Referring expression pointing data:
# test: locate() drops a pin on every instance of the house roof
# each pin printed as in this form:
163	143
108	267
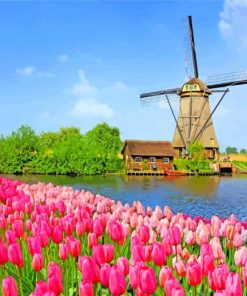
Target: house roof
149	148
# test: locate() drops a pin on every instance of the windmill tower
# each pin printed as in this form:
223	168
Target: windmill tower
194	122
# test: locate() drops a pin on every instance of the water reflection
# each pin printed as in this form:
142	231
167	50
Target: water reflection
191	195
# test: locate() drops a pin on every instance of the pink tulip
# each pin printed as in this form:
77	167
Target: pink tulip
9	287
105	274
34	245
108	252
10	237
233	285
63	251
89	269
86	289
180	268
217	278
147	280
37	262
18	228
194	273
117	283
55	278
245	275
92	240
240	256
144	233
165	274
158	254
15	255
74	247
115	231
41	289
57	234
3	254
123	265
98	254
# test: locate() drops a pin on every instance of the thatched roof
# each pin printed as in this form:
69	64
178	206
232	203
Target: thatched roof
149	148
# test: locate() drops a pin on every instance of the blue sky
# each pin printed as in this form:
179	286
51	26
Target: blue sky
79	63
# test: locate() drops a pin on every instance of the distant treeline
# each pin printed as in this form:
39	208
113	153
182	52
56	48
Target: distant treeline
66	152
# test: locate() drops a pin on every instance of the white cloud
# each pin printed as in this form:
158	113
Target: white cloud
92	108
83	87
32	71
87	104
26	71
63	58
233	22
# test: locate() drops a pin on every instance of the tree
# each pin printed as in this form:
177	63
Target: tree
243	151
196	151
231	150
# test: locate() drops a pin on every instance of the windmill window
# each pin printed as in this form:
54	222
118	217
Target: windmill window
138	159
166	160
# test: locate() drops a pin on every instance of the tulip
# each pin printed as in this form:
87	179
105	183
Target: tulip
245	275
194	273
98	254
217	278
15	255
34	245
123	265
55	283
117	283
180	268
74	247
92	240
147	280
240	256
144	233
3	254
37	262
86	289
108	252
9	287
165	274
89	269
63	251
158	254
57	234
233	285
115	231
105	274
41	288
17	227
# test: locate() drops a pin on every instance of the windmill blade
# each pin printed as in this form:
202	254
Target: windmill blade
160	92
193	47
229	79
146	101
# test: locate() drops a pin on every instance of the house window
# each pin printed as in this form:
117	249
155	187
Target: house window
138	159
166	160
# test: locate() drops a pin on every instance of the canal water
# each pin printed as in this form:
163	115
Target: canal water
195	195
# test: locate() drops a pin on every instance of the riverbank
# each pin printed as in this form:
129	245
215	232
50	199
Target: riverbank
57	236
192	195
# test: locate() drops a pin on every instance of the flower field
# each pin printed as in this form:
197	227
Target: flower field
58	241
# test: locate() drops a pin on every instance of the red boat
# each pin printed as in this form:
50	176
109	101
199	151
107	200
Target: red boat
174	173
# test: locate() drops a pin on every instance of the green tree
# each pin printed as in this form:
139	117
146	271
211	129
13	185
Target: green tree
231	150
196	151
243	151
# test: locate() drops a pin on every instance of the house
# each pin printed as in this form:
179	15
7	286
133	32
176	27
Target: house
147	155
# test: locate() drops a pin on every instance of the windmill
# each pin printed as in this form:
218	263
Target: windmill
194	122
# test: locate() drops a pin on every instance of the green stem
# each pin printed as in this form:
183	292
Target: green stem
194	291
20	281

EXERCISE AIM: Leaving the images behind, set down every entry word for word.

RESULT OF THE EXERCISE:
# test: locate() drops a pin on every instance of the house roof
# each pin printed as in this form:
163	143
108	267
Target: house roof
149	148
# test: locate() drops a pin on every instance of the windmill tower
# each pin printed as in this form:
223	168
Target: windmill tower
194	122
# test: locate() drops a pin on every instance of the water reflection
# each pin printed as in this form:
142	231
167	50
Target: water reflection
191	195
# test: locate() drops a pin on every instance of the pink tulip
# each pin printed as in this form:
77	167
Target: pink tulip
9	287
105	274
34	245
108	252
10	237
233	285
63	251
89	269
86	289
180	268
217	278
147	280
37	262
18	228
194	273
117	283
55	278
245	275
92	240
240	256
144	233
165	274
158	254
15	255
74	247
115	231
41	289
57	234
3	254
123	265
98	254
# test: locate() drops a pin on every instance of the thatched roof
# each pin printed as in this form:
69	64
178	206
232	203
Target: thatched roof
149	148
# test: locate() drops a pin on every instance of the blue sky
# each pin printed as in this form:
179	286
51	26
Target: blue sky
79	63
# test: locate() drops a pin on every instance of the distant treeline
# each pin printed as in this form:
39	208
113	153
182	52
56	48
Target: distant treeline
66	152
# test: locate() drops a pin on every instance of the white cloud
# each pin printed as in this form:
158	113
Target: white cloud
92	108
83	87
32	71
87	104
26	71
63	58
233	22
# test: locate() drops a pin on every instance of the tree
# each pin printed as in this form:
177	63
Target: tree
243	151
196	151
231	150
# test: locate() drops a pin on every instance of the windmill window
# each pin printed as in this form:
54	222
118	217
Target: windmill window
138	159
166	160
# test: locate() drops a pin on every instance of the tulip
# each pin printed as in this form:
87	179
105	183
Target: tulip
245	275
194	273
98	254
217	278
15	255
34	245
123	265
55	283
117	283
180	268
74	247
92	240
147	280
240	256
144	233
3	254
37	262
86	289
108	252
9	287
165	274
89	269
63	251
158	254
57	234
233	285
115	231
105	274
41	288
17	227
# test: locate() drops a pin on every instance of the windmill blade
# each pin printed as in this form:
202	254
Target: windmill blade
160	92
193	47
229	79
146	101
# test: locate() drops a pin on every instance of the house window
# each pin printed as in this form:
117	249
155	187
Target: house window
138	159
166	160
# test: locate() drops a pin on every instance of the canal water
# each pin printed as in this form:
163	115
Target: canal water
195	195
# test: locate() drops a pin on every instance of the riverbank
# each pin printed as in this form:
129	245
215	232
50	199
Target: riverbank
57	236
192	195
# test: locate() drops a pin on every instance of the flower field
# each pin printed as in this form:
197	227
Target: flower field
58	241
# test: locate() drops a pin on every instance of the red boat
# each pin printed as in this form:
50	176
109	101
199	151
107	200
Target: red boat
174	173
# test: locate() drops a pin on every instance of the green tree
# each pin printed as in this form:
139	117
146	271
211	129
13	185
Target: green tree
231	150
196	151
243	151
# test: locate() drops a pin on every instance of the house
# each pin printed as in this form:
179	15
7	286
133	32
176	27
Target: house
147	155
# test: locate() drops a pin on every instance of the windmill
# each pin printed as in this form:
218	263
Target: windmill
194	122
# test: locate() drops a pin on every instance of the green stem
# each pin printed as in this form:
183	292
Target: green stem
194	291
20	281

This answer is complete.